__WORK INSTRUCTIONS__: Report how many lines in the listing below contain the string "black", treating case as significant. Give only the number.

══ DATA SHOWN ══

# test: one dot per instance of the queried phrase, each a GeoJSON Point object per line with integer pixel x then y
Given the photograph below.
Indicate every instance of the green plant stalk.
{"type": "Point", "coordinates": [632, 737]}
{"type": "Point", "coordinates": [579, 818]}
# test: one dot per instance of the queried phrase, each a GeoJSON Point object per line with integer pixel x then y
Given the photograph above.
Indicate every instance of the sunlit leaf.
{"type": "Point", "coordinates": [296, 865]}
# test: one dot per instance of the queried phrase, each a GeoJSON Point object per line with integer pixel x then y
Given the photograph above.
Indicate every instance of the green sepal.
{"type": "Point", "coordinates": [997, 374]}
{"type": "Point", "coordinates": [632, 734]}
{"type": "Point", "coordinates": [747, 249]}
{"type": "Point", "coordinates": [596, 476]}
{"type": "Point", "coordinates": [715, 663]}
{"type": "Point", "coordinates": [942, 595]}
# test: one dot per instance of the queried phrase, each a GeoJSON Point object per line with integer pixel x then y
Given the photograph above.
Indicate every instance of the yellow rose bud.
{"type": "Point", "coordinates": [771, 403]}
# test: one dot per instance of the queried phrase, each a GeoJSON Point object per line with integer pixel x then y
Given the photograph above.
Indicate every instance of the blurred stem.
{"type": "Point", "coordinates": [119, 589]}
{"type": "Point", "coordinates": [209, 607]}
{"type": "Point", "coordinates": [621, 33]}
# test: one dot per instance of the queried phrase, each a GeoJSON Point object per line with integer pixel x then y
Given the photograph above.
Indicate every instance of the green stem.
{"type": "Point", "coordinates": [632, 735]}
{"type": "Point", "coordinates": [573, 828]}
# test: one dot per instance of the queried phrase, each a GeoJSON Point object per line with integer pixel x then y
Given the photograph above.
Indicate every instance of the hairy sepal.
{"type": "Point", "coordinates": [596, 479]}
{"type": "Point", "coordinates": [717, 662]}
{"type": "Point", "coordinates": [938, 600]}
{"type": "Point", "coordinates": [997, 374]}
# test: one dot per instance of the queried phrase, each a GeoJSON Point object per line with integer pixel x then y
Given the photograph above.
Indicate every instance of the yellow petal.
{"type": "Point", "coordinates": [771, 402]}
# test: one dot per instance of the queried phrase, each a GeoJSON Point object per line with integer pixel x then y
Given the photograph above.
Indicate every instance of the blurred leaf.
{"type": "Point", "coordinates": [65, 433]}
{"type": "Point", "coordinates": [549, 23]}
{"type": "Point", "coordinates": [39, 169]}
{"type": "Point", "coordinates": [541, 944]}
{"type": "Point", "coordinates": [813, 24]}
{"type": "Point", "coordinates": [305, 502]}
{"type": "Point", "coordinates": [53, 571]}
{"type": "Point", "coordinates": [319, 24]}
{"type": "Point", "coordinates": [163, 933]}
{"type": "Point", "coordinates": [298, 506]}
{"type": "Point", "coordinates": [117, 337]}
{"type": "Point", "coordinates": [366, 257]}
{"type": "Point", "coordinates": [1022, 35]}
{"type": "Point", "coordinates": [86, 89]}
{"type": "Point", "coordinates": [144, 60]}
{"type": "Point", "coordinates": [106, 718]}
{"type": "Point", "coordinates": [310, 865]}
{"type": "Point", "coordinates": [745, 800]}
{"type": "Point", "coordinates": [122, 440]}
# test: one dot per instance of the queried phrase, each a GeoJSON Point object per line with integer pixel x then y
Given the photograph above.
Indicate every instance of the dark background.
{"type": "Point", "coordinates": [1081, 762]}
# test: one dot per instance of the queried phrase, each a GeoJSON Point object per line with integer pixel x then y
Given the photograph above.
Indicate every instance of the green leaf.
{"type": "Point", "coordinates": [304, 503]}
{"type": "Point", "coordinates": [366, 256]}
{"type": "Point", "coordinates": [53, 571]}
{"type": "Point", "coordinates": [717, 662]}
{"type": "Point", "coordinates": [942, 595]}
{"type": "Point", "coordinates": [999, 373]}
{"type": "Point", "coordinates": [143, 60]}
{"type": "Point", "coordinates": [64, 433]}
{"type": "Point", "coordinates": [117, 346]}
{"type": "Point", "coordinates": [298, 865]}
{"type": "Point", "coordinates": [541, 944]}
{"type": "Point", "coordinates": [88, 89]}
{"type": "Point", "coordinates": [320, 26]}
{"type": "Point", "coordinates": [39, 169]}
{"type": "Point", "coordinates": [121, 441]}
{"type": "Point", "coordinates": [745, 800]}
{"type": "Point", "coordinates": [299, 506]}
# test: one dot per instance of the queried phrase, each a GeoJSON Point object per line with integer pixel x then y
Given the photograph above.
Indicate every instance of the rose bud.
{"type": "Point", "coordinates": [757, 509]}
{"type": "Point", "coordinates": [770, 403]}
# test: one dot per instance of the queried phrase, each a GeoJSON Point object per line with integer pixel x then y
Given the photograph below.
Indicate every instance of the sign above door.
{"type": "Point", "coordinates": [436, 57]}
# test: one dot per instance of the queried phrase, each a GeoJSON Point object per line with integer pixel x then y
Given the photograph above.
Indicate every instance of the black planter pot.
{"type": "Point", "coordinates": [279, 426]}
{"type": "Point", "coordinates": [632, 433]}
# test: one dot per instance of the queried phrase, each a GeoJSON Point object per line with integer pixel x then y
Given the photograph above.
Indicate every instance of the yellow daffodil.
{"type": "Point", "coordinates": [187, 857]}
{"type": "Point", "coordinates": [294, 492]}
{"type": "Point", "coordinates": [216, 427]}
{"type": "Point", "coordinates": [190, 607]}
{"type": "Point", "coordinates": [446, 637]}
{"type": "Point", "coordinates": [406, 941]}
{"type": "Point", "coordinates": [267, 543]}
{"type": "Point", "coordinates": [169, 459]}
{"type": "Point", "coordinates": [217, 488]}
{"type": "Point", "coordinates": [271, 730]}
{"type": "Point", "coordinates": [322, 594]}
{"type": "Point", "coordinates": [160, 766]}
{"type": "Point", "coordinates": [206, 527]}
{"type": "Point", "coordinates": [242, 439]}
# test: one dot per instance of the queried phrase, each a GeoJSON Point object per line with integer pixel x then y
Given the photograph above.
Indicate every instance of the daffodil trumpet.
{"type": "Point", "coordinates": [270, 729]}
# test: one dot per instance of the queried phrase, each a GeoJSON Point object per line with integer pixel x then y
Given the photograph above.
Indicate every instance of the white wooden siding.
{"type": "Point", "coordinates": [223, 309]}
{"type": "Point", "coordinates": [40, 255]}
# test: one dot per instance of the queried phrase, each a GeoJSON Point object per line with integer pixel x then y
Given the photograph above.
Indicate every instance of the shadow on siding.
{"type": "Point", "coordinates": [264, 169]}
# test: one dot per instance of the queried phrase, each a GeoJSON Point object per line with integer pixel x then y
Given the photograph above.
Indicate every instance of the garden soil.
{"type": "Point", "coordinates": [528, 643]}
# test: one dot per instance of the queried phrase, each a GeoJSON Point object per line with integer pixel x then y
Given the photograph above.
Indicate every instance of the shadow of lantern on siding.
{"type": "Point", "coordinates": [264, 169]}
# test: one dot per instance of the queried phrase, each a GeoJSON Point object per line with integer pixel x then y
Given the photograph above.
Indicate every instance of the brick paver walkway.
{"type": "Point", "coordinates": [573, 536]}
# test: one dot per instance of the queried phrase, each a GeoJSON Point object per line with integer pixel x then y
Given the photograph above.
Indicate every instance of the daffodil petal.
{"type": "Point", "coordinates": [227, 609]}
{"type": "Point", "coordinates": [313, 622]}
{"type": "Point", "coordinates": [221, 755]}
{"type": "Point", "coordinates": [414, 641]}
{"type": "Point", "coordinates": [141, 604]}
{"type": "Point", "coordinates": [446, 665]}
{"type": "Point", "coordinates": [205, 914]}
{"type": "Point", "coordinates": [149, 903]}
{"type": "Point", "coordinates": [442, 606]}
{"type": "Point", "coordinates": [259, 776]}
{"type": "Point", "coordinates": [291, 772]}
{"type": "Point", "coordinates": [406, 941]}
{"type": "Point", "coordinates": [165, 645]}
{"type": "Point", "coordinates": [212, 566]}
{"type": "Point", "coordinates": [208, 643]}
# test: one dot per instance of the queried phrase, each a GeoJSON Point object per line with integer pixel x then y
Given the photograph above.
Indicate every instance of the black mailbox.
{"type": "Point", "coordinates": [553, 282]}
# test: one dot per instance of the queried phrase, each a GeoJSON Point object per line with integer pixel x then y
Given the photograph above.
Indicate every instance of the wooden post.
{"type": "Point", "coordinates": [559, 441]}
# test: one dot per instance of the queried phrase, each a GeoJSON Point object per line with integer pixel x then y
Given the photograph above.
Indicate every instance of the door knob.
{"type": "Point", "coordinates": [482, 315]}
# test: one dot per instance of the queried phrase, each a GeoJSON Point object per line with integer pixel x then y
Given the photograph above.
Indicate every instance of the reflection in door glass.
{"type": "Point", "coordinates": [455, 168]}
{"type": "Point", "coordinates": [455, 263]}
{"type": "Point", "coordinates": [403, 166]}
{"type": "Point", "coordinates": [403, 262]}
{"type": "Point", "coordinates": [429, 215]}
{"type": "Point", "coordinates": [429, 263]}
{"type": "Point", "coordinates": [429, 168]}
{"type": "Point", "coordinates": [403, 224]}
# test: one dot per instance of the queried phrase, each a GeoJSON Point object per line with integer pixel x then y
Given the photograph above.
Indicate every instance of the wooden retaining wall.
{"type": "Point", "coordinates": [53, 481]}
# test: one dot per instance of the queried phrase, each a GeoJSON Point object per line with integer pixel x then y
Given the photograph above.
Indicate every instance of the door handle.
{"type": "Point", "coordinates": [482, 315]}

═══

__FINAL ANSWER__: 2